## Okuma metni
31 Mart Seçim Sonuçlarının Batı’da Yol Açtığı Zafer Sarhoşluğu…

Bercan TUTAR – 26 Nisan 2024

 

31 Mart seçim sonuçlarının Batı’da yol açtığı zafer sarhoşluğu…

‘Türkiye artık siyasi açıdan bir risk oluşturmuyor…’

 

Ukrayna ve Gazze’de bataklığa saplanan ABD, geleneksel hegemonya araçlarını ve müttefik sistemini başta Doğu Avrupa ve Ortadoğu olmak üzere yeniden tahkim edip güçlendirme kararı aldı. Benzer bir stratejik rota değişikliği Asya-Pasifik’te de devreye sokulmuş durumda. Filipinler, Vietnam, Hindistan, Avustralya, Japonya ile Asya-Pasifik NATO’su bağlamında Çin’e karşı yeni bir askeri ve siyasi yapılanma stratejisinin taşları döşeniyor. Aynı zamanda Tayvan sorunu, yüksek teknolojideki rekabet ve ekonomik soğuk savaş başlıklarında da Çin ile yeni bir yumuşama dinamiği gündeme alınmış durumda.

## Sağlanan malzeme
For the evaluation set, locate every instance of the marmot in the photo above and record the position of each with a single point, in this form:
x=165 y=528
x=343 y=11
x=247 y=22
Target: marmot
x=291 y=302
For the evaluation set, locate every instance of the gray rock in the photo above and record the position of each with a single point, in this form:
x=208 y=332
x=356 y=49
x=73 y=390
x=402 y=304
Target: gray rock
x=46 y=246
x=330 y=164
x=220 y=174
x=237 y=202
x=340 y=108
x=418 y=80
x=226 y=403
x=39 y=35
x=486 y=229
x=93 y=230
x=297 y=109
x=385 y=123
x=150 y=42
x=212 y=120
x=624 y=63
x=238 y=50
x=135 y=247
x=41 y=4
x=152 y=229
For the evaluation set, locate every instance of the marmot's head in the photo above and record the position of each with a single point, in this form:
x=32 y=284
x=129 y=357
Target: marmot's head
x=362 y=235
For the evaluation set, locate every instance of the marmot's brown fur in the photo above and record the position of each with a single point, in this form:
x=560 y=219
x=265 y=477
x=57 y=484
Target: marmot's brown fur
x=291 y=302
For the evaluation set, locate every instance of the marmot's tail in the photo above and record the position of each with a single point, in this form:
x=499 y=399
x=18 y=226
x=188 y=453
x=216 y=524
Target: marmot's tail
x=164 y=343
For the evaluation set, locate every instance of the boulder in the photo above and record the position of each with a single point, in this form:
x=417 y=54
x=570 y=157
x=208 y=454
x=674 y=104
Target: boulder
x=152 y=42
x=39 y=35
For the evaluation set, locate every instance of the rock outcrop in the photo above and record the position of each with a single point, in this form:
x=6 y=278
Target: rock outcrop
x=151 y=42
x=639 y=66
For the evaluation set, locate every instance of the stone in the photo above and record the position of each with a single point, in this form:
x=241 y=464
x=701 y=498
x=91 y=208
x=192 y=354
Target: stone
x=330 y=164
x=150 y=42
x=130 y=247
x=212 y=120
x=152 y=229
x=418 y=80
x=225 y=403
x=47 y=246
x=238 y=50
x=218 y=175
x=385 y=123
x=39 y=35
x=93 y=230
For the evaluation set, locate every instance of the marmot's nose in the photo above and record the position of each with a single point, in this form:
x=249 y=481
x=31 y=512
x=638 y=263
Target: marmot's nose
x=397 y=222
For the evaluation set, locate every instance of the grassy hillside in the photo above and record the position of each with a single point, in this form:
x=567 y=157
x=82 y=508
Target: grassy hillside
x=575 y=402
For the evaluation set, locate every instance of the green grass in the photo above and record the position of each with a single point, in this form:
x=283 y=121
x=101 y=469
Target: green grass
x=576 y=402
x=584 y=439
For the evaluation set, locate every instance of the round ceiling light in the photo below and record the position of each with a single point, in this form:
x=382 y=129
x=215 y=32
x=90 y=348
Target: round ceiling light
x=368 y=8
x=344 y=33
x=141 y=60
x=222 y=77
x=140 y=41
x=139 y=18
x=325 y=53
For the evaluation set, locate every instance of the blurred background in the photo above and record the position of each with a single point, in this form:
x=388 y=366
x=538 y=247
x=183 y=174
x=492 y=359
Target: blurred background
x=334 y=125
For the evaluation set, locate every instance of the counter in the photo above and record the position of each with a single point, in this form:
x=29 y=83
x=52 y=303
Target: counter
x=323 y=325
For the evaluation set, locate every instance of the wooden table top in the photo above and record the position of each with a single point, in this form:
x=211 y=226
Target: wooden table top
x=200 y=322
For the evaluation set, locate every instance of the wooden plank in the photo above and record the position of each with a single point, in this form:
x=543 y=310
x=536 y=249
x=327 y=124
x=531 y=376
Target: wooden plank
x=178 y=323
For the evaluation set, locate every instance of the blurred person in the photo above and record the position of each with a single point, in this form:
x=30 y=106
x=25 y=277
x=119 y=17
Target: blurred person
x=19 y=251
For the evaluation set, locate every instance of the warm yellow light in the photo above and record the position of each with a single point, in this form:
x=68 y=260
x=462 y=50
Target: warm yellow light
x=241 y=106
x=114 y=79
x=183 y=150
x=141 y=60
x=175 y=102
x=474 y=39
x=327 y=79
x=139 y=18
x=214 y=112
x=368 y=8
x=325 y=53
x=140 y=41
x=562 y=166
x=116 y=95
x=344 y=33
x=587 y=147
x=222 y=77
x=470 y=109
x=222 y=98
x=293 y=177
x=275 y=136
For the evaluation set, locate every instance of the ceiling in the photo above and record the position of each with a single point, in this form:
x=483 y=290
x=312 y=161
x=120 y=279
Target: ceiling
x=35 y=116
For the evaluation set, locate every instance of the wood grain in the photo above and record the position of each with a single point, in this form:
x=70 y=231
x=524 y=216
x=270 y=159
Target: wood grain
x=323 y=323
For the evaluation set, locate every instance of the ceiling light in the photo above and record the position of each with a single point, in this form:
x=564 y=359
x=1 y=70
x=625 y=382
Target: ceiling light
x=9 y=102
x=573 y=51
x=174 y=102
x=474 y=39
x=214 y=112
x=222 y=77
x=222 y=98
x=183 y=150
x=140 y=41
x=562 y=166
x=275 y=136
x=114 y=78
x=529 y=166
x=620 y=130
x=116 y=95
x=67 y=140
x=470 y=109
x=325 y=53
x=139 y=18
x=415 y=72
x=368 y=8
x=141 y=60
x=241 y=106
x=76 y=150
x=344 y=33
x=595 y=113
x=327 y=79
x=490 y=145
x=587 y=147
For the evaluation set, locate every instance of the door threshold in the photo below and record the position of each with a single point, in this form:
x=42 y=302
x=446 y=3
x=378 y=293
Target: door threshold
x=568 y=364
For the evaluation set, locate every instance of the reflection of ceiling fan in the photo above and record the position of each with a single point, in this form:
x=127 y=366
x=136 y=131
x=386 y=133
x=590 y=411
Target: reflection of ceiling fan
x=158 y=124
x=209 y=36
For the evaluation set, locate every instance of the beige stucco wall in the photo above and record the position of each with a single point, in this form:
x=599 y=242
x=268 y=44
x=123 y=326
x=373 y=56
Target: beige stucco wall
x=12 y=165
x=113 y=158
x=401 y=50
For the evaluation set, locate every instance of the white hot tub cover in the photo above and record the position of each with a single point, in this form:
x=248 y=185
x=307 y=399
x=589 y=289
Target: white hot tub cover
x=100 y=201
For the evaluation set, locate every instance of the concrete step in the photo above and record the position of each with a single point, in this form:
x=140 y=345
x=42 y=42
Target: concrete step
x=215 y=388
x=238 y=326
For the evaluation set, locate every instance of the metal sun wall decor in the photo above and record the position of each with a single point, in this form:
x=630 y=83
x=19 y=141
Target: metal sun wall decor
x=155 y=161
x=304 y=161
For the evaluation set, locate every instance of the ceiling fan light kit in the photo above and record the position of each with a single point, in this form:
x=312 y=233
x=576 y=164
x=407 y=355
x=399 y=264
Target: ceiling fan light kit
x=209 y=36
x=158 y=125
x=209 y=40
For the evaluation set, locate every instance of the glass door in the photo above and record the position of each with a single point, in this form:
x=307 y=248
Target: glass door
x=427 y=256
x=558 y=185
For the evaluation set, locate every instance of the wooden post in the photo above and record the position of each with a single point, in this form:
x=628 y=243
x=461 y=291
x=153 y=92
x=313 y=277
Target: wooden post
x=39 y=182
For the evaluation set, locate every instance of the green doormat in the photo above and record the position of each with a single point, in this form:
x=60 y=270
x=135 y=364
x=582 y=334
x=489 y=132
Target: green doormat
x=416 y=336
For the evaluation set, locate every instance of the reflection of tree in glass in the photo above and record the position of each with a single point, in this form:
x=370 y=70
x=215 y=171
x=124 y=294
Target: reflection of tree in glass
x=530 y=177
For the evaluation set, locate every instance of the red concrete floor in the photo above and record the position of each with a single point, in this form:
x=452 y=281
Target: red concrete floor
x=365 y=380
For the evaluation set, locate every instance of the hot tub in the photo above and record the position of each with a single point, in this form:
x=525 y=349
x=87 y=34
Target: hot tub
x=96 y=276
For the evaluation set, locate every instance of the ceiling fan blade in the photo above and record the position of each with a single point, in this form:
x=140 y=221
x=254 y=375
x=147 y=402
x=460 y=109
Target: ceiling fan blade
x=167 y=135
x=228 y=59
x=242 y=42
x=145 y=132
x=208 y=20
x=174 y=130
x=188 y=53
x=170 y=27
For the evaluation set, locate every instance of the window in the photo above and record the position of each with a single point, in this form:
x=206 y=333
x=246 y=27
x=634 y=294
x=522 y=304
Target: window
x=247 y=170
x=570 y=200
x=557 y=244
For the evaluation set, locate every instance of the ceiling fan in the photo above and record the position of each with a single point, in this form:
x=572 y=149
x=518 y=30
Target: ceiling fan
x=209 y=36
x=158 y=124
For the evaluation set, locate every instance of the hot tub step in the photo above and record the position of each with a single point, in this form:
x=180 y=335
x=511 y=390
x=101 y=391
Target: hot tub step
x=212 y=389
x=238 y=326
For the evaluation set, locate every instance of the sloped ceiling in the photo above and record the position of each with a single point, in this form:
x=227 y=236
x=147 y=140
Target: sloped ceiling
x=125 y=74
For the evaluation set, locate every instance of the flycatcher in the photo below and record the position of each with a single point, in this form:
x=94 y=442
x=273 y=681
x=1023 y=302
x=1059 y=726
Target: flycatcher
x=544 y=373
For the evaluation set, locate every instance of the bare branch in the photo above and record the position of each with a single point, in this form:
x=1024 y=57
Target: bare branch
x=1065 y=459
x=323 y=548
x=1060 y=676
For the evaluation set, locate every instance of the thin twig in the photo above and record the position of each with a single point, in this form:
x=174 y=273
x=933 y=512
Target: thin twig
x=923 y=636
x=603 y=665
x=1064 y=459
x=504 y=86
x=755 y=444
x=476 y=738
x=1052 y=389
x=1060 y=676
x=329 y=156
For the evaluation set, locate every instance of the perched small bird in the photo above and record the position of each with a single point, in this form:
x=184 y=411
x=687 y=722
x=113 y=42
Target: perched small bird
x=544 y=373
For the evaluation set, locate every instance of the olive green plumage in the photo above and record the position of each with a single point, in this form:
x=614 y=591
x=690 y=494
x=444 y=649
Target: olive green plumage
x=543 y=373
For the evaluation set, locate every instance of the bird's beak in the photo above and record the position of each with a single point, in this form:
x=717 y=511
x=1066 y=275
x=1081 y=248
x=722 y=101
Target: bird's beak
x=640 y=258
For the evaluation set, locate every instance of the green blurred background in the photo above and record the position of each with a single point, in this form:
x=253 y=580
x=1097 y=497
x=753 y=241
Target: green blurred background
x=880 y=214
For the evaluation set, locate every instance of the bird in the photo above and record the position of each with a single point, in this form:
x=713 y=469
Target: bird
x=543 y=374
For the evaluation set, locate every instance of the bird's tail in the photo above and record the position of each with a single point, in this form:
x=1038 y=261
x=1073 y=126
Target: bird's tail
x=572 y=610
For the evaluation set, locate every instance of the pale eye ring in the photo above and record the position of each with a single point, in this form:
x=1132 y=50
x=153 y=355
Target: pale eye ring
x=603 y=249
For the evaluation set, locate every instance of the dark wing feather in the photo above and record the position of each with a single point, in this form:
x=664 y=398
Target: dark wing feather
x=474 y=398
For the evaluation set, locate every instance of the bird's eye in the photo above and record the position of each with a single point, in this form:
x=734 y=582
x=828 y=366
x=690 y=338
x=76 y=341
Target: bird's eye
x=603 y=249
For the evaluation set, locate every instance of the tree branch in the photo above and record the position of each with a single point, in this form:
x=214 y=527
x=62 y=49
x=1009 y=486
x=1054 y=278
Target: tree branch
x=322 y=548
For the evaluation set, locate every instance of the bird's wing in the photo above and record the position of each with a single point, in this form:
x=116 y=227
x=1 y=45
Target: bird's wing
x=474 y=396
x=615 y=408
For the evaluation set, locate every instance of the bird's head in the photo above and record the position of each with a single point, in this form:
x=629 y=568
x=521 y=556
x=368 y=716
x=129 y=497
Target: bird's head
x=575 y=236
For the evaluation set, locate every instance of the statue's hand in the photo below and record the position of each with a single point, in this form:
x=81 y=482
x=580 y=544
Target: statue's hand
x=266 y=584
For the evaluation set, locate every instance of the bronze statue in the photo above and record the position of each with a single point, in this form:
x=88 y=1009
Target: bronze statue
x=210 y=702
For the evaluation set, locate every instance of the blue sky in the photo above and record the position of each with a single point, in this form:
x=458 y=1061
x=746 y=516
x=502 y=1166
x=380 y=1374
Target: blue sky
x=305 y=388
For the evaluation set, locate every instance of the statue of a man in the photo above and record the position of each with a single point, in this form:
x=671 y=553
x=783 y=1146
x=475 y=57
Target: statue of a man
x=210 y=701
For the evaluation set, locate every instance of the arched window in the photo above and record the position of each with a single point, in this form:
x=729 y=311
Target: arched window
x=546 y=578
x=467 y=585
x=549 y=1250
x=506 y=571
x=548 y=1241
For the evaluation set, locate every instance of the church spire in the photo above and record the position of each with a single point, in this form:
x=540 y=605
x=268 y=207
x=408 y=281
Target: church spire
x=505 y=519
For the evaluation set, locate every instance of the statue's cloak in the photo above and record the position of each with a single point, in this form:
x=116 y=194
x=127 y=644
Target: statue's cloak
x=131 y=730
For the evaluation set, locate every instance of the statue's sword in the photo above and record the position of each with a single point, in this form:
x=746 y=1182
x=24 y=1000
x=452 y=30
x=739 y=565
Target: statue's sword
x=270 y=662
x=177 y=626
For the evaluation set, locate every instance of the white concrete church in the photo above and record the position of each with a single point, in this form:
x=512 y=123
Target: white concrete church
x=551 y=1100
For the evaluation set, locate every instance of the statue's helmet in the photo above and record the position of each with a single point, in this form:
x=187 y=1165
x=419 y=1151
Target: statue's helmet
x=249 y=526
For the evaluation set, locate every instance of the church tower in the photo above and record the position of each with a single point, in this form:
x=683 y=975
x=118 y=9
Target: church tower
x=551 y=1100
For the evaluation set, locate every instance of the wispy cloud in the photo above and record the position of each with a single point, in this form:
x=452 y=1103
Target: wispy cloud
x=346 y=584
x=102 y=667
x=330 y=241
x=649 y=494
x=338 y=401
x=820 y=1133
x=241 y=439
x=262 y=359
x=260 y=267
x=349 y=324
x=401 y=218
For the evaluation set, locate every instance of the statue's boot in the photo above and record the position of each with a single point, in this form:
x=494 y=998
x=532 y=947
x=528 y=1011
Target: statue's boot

## Görev yönergeleri
**1.** Seçim sonuçları yazısına göre aşağıdaki soruları yanıtlayın.
(a) Yazı hangi tarihte yayımlanmış?
(b) ABD'nin hangi iki yerde bataklığa saplandığı söyleniyor?
(c) Asya-Pasifik NATO'su bağlamında hangi ülkeler sayılıyor?
**2.** Seçim sonuçları yazısını bıraktığı noktadan devam ettirin.

## Son cevaplar
**1.**
(a) 26 Nisan 2024
(b) Ukrayna ve Gazze
(c) Filipinler, Vietnam, Hindistan, Avustralya ve Japonya

**2.**
Benzer bir yaklaşımı daha çok ‘bekle gör’ bağlamında Ukrayna savaşında da test ediyorlar. ABD aslında Rusya’nın ilan edilmemiş zaferini hazmetmeye çalışıyor. Her ne kadar Ukrayna, Tayvan ve İsrail’e yeni yardım paketleri onaylansa da Ukrayna’daki krizin artık bir sonuca bağlanma hazırlıkları için son çalışmalar yapılıyor.

Ukrayna’daki müzakerelerin başarısı ve Rusya ile barışın sağlanması karşılığında Kiev’i toprak tavizi vermeye, bir bakıma Ukrayna’nın doğusunda Rusya’nın işgali altındaki bölgelerin artık Rus toprağı olarak kabul edilmesi sürecine doğru adımlar atılıyor.

Haliyle Rusya ve Çin’e karşı istediğini bulamayan ve mevcut müttefiklerini dahi kaybetme riski artan ABD, bir yandan Moskova ve Pekin ile mücadelesini sıcak cephelerden diplomatik ve ekonomik cephelere doğru kaydırıyor. Bir yandan da bu iki başkent ile stratejik ilişki kurmuş Türkiye ve Suudi Arabistan gibi eski müttefiklerini yeniden kazanma ve bunlarla yeni bir sayfa açma çalışmalarını hızlandırıyor. Yani Çin ve Rusya’ya diş geçiremeyince Türkiye ve Suudi Arabistan’ı yeniden yanına çekerek mücadelesini farklı bir formatta sürdürmeye gayret ediyor.

Bu nedenle Amerikan yönetimi Türkiye başta olmak üzere Suudi Arabistan ve Hindistan gibi aktörlerle var olan pürüzleri en aza düşürme siyasetinde kritik adımlar atıyor.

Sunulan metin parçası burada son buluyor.